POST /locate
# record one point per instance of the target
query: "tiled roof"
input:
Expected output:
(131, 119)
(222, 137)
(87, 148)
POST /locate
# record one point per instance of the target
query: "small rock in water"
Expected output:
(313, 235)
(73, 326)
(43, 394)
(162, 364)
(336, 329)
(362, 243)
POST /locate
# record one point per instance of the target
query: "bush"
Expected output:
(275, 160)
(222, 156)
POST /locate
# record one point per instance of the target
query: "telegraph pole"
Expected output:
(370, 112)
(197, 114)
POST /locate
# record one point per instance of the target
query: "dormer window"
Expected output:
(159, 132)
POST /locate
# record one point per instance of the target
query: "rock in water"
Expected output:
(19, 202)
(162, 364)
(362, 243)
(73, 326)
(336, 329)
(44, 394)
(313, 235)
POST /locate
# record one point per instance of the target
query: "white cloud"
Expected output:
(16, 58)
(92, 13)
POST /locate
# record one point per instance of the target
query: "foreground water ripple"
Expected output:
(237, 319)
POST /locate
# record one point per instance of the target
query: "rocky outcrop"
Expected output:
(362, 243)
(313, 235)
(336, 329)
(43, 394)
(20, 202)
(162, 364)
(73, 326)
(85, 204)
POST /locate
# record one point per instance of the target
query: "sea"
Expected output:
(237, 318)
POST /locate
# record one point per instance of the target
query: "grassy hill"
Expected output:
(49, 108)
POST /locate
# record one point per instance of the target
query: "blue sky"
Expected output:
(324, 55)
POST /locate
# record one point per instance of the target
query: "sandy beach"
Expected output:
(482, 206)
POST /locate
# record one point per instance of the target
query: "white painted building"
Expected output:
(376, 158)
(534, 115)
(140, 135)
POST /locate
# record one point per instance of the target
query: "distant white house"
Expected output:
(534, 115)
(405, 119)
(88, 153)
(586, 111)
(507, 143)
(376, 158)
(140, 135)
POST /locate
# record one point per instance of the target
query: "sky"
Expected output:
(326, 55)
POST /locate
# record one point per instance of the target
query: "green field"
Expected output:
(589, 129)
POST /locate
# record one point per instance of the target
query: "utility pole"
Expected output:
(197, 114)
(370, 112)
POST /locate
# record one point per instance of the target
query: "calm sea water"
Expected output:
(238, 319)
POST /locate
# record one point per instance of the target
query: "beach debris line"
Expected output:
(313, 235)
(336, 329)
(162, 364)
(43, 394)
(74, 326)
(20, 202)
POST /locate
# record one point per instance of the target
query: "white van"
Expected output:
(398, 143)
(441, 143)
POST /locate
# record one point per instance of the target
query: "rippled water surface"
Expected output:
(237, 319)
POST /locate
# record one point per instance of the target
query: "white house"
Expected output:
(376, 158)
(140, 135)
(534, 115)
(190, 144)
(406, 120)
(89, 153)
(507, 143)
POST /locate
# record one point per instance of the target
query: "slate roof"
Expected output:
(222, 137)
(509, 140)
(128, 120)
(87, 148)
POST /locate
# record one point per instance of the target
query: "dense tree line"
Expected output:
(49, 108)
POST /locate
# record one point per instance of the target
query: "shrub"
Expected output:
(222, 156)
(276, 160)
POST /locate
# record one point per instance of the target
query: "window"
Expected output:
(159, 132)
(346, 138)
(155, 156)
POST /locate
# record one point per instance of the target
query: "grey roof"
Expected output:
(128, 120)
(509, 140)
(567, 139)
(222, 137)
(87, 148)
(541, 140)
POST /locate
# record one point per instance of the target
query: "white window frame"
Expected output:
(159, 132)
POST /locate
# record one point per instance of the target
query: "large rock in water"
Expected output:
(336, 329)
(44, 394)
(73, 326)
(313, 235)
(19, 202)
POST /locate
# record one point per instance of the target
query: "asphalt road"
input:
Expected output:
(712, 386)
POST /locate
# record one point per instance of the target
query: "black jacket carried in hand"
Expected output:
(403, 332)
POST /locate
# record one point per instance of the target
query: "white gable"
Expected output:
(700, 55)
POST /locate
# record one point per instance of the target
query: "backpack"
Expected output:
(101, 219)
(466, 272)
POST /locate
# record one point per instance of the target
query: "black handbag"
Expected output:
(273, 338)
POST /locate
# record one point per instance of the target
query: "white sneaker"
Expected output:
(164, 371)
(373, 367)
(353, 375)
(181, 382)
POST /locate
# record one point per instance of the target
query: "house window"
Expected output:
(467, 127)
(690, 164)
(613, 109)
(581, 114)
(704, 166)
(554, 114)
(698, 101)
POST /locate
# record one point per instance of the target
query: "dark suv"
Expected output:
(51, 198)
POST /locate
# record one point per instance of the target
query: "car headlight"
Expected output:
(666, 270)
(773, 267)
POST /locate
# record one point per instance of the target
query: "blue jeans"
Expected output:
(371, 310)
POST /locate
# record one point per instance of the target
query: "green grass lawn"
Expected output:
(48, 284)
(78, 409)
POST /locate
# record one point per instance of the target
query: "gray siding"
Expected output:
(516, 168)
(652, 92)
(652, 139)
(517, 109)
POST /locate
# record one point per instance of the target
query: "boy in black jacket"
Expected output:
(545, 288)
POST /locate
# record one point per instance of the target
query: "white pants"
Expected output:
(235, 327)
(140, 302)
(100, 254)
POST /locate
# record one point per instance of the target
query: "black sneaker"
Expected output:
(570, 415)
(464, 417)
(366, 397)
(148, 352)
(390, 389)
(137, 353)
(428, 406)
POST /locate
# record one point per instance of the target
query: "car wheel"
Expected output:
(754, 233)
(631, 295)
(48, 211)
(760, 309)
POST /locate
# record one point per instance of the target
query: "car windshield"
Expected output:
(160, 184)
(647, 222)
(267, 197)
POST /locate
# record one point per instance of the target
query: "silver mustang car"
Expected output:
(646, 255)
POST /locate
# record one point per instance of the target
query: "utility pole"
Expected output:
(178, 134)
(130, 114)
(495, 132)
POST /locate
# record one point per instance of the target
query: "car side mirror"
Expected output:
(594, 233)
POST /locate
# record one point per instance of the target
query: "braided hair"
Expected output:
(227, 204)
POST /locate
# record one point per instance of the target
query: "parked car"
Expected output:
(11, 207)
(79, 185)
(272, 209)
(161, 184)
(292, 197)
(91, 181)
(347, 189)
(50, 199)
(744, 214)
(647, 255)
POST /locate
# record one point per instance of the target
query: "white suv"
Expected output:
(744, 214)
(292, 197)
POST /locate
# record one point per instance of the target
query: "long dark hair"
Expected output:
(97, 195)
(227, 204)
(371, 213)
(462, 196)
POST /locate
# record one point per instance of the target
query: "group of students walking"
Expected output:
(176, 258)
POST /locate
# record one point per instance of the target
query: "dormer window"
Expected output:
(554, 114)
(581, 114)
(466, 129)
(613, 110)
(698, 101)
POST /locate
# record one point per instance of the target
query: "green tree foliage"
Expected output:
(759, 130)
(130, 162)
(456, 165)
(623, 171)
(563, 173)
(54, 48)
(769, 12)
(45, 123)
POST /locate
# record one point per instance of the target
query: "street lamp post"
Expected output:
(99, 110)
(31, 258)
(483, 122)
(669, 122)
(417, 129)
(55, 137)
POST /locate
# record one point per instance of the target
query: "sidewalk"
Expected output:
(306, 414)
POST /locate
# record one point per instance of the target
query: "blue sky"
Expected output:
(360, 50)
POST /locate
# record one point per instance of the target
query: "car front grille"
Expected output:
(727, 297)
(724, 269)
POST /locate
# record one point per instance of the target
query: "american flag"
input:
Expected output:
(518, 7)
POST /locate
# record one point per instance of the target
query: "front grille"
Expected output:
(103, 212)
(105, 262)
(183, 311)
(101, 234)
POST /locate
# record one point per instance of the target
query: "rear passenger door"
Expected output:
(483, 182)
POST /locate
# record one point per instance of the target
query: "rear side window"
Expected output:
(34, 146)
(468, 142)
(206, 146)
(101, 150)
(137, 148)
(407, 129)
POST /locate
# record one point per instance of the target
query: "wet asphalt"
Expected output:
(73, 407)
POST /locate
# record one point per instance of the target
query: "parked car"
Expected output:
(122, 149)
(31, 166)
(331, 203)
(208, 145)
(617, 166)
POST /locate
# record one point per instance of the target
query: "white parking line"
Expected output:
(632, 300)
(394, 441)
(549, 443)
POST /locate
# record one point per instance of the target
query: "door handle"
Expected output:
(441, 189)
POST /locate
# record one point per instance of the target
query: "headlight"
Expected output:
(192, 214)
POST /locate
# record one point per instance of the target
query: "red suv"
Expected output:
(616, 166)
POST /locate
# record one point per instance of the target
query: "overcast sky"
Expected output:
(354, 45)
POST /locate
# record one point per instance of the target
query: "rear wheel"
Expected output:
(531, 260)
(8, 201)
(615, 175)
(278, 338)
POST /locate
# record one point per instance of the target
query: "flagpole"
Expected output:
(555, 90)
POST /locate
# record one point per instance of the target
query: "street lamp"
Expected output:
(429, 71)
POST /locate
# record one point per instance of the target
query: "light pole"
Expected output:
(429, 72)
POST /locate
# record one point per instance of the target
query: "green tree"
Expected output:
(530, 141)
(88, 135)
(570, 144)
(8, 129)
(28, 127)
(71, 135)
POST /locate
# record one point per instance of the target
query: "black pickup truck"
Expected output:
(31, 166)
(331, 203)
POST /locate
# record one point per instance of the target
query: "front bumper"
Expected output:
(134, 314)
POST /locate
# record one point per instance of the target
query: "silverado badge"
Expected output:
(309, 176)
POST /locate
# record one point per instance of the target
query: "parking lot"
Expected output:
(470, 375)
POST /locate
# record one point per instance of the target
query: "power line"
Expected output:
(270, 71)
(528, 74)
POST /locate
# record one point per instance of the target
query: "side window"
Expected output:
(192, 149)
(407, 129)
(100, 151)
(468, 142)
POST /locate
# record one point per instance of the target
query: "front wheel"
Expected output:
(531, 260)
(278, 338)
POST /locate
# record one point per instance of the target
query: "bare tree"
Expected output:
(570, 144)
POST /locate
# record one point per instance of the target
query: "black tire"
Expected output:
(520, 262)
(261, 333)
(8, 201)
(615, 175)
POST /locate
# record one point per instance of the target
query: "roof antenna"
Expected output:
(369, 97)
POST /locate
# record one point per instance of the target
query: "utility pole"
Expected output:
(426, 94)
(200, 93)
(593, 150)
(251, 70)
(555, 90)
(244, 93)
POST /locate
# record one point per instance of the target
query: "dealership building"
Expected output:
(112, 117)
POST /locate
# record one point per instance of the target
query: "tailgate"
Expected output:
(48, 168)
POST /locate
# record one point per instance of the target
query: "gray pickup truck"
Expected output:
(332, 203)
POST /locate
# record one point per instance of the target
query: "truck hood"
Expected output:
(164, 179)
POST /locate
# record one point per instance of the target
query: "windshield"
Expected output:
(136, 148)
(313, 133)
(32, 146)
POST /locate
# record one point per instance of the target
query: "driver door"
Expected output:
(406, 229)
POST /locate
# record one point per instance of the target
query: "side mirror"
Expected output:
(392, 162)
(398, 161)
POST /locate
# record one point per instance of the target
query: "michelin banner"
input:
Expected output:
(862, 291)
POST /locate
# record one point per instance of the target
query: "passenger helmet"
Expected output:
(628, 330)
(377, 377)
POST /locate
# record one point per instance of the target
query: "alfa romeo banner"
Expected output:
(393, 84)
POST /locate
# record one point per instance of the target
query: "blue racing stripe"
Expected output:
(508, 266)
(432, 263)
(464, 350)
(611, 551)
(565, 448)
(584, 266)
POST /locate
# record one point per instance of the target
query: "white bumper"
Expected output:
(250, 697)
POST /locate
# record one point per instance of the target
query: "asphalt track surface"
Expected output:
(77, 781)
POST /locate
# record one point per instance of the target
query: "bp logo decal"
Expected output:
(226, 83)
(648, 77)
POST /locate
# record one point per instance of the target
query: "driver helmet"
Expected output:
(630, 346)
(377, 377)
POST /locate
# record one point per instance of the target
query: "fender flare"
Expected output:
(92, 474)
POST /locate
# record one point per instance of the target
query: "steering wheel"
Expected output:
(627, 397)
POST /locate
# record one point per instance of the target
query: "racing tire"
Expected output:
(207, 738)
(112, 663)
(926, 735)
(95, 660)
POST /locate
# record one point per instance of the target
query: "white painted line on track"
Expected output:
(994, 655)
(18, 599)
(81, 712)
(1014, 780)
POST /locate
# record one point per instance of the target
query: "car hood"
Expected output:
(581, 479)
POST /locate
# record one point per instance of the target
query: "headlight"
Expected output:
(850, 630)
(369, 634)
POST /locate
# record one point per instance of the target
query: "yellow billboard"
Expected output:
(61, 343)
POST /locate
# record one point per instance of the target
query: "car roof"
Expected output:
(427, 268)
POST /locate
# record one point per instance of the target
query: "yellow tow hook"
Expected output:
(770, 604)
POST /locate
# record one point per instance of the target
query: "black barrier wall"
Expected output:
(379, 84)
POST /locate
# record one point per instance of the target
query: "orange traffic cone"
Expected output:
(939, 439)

++++++++

## Given exercise
Pick out every line in the records above that contains the string "windshield", and copy each one in full. Case counts.

## Response to the task
query: "car windshield"
query: "windshield"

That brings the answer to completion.